§ **TRECHO SELECIONADO**
José Geraldo Santana Oliveira
O deputado federal Bebeto (PSB-BA) apresentou à Comissão Especial da Câmara Federal – destinada a estudar e apresentar propostas para a regulamentação do financiamento sindical –, Relatório Final, descrevendo, de forma circunstanciada, todo o processo de discussão, levado a efeito, a partir de 1º outubro de 2015, data de sua instalação. Bem assim, a proposta de projeto de lei (PL), que abrange, além do financiamento – sua pauta inicial –, a própria organização sindical.
Para
que se tenha maior dimensão da complexidade e da importância da
organização sindical, no contexto sociopolítico brasileiro, insta
salientar que, consoante consta do citado Relatório, que tramitam no
Congresso Nacional 12 propostas de emendas constitucionais (PECs) e 50
PLs, com a finalidade de alterar a sua estrutura e os seus contornos
normativos. Contam-se nos dedos de uma mão os que não tem por escopo o
seu enfraquecimento e a redução de direitos fundamentais sociais.
O
referido Relatório, por um lado, prima pela clareza e consistência da
análise sobre o contexto atual de dificuldades da organização sindical
brasileira, de seus anseios e perspectivas, bem como das propostas que
dela decorrem – o que é de todo louvável e digno de nota –; por outro,
traz a marca da intervenção na organização sindical – vedada pelo
Art.8º, inciso I, da Constituição Federal (CF) –, o que, a toda
evidência, representa retrocesso social.

§ **OBJETIVO PROPOSTO A**
As afirmações (i) a Comissão Especial foi instalada em 1º de outubro de 2015, (ii) tramitam no Congresso Nacional 50 PECs sobre a organização sindical e (iii) a proposta de projeto de lei trata apenas do financiamento sindical estão de acordo com o trecho sobre a organização sindical? Responda sim ou não a cada uma e cite as palavras decisivas do trecho sem alterá-las.
O trecho e as entradas provêm de fontes diferentes.

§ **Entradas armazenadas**

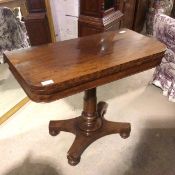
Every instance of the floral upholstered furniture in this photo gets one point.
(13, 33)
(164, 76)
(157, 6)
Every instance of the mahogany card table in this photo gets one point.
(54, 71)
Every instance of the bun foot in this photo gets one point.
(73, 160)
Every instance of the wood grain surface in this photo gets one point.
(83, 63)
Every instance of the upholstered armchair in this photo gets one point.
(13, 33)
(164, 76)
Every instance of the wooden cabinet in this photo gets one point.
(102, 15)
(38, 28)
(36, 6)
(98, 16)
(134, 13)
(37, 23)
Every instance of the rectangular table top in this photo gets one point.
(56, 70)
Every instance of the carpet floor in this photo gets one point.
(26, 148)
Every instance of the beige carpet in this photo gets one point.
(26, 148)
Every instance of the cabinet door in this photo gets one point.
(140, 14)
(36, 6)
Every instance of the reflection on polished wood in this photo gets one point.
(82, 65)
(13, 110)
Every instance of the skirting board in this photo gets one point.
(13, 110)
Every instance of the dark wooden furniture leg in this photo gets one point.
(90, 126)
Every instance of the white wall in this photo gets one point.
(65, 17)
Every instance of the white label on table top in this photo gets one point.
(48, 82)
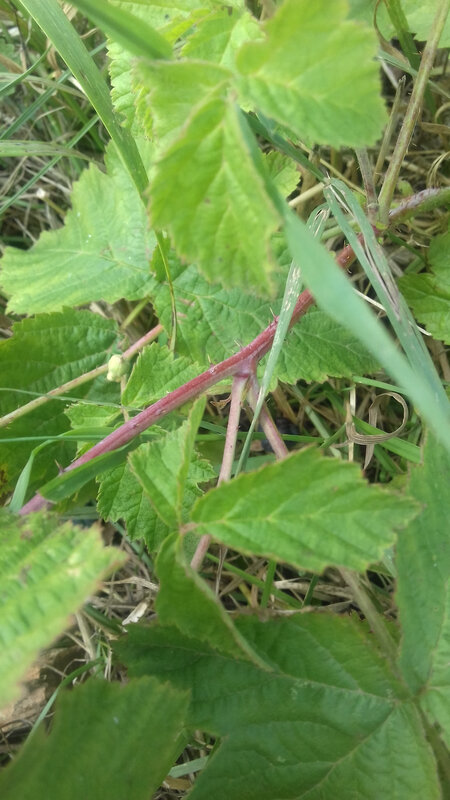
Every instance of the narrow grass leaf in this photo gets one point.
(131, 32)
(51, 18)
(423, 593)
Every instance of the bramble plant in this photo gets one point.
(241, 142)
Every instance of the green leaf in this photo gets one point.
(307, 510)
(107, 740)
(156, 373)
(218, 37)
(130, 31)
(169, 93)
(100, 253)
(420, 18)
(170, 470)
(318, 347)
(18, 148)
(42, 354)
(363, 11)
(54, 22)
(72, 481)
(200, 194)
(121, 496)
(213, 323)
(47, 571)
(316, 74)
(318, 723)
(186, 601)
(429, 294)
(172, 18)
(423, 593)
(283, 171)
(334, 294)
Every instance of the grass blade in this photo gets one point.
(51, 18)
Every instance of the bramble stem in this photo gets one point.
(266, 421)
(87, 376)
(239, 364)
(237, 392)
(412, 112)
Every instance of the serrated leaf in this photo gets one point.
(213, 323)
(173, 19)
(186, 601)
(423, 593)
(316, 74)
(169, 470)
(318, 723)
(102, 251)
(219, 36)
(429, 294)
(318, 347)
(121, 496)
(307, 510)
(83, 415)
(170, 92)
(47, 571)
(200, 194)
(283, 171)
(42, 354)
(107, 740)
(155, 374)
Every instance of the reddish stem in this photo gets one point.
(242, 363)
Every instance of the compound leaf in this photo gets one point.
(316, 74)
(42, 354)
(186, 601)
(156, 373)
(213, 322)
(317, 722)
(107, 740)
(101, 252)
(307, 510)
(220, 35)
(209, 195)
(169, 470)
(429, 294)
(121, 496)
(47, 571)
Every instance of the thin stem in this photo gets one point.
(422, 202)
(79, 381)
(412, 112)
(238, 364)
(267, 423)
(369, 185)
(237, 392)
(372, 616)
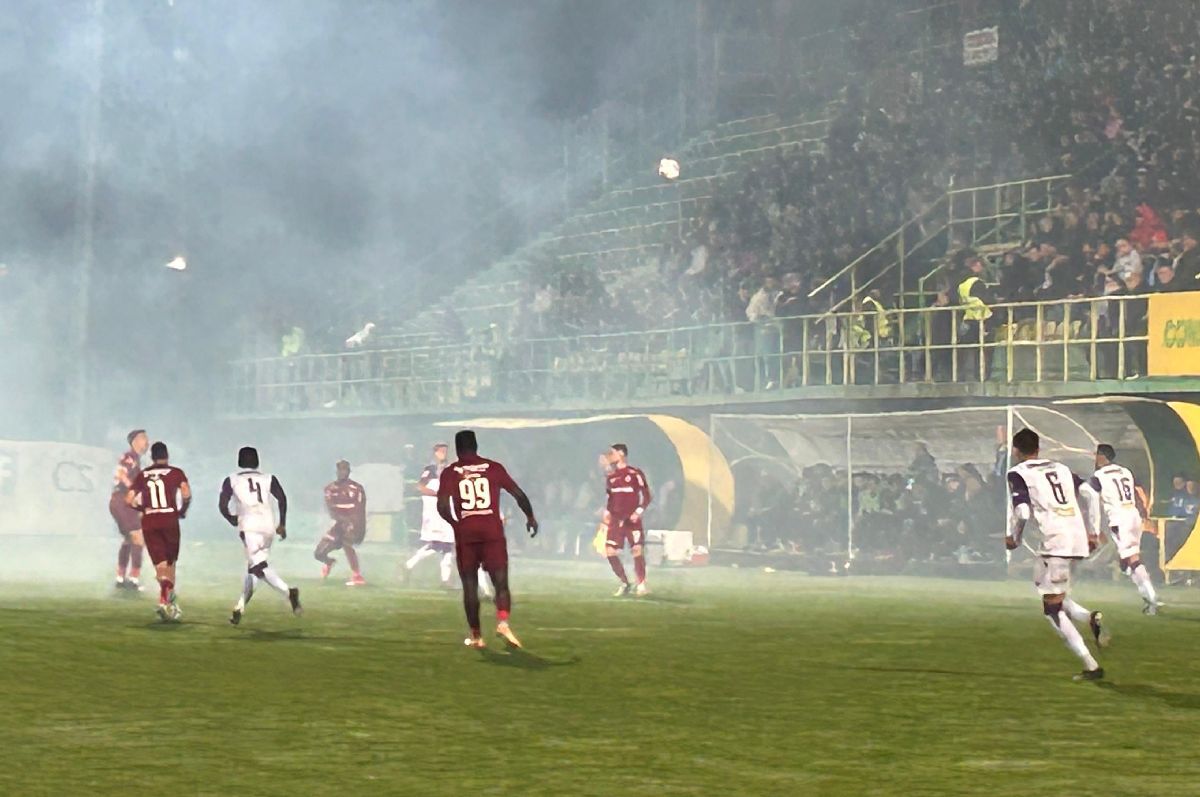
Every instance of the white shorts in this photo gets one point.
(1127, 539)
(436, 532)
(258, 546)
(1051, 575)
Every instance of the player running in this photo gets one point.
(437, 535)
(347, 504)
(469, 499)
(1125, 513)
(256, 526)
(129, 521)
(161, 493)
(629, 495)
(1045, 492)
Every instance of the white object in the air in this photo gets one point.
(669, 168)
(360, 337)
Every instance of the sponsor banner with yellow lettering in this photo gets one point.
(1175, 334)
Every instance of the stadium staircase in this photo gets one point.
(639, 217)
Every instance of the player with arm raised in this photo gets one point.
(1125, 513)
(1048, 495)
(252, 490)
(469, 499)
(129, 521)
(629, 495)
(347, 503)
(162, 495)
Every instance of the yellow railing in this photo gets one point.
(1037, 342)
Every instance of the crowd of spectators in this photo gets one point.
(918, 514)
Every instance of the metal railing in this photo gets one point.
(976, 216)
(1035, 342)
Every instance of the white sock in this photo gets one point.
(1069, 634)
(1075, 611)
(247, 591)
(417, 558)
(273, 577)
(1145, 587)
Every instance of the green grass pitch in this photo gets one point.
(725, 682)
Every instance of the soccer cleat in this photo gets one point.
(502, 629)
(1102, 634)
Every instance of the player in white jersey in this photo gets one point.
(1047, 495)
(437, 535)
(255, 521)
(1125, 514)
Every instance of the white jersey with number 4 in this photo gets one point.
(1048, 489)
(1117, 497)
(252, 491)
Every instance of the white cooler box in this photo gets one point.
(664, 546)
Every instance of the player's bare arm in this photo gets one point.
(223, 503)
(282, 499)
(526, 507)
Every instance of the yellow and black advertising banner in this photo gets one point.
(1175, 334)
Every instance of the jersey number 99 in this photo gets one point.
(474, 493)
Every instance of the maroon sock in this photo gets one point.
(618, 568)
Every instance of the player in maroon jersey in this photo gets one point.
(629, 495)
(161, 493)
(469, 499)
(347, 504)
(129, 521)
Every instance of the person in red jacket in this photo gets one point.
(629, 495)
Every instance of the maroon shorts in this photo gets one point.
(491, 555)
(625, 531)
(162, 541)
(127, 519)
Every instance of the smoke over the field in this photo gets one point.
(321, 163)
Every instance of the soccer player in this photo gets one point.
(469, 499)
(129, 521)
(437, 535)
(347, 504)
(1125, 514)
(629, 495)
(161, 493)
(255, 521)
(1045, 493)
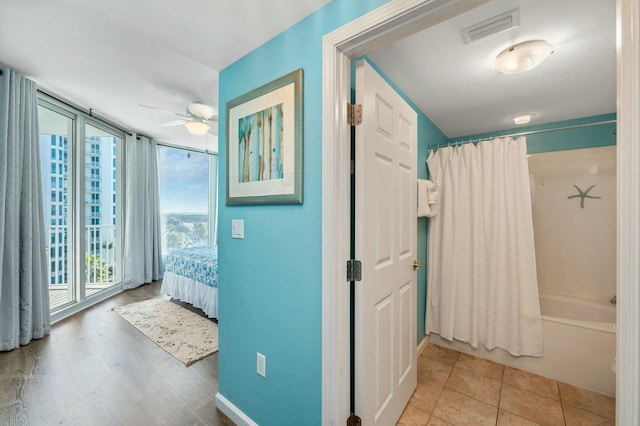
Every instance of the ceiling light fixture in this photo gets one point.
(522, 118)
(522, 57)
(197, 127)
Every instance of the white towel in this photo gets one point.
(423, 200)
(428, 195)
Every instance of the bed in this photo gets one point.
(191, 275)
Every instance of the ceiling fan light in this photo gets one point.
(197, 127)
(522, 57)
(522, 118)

---

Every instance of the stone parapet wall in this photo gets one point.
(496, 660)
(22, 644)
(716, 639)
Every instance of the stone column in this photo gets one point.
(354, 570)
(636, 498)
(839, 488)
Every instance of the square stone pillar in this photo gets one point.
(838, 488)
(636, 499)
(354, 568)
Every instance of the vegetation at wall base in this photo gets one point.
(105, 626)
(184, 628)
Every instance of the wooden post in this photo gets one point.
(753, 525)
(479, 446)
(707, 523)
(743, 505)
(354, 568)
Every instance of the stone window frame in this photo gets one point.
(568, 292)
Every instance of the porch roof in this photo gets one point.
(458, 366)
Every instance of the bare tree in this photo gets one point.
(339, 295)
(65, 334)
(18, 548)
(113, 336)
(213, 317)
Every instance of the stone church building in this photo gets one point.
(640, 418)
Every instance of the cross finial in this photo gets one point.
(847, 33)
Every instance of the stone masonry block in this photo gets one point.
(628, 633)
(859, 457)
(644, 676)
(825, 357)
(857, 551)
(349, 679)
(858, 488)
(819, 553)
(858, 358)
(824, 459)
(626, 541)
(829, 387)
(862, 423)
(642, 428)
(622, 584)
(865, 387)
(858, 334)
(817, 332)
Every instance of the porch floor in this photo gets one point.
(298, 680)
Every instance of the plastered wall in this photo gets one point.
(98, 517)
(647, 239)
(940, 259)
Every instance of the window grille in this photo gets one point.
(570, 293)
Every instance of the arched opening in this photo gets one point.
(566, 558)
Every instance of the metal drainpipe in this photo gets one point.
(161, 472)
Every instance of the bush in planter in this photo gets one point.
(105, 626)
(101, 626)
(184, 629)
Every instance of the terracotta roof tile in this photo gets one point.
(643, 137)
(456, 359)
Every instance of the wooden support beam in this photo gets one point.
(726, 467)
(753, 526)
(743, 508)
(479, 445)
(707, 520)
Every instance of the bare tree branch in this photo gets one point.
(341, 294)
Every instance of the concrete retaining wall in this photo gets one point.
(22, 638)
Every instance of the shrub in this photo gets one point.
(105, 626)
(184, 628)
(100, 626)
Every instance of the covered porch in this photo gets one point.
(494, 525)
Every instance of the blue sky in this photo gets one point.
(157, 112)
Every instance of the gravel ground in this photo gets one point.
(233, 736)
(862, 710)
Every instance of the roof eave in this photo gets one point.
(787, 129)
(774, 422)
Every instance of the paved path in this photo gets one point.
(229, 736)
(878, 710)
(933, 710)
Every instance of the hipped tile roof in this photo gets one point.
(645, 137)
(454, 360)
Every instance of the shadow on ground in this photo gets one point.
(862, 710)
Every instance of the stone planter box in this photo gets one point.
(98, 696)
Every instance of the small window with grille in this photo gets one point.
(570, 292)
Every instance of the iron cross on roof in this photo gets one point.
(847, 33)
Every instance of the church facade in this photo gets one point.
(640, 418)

§ **OBJETIVO PROPOSTO B**
Quais linhas das entradas contêm a palavra "carpet"? Reúna todas elas.

§ **SOLUÇÃO ESCRITA A**
(i) Sim: "a partir de 1º outubro de 2015, data de sua instalação".
(ii) Não: "Congresso Nacional 12 propostas de emendas constitucionais (PECs) e 50 PLs".
(iii) Não: "que abrange, além do financiamento – sua pauta inicial –, a própria organização sindical".

§ **SOLUÇÃO ESCRITA B**
Every instance of the carpet floor in this photo gets one point.
Every instance of the beige carpet in this photo gets one point.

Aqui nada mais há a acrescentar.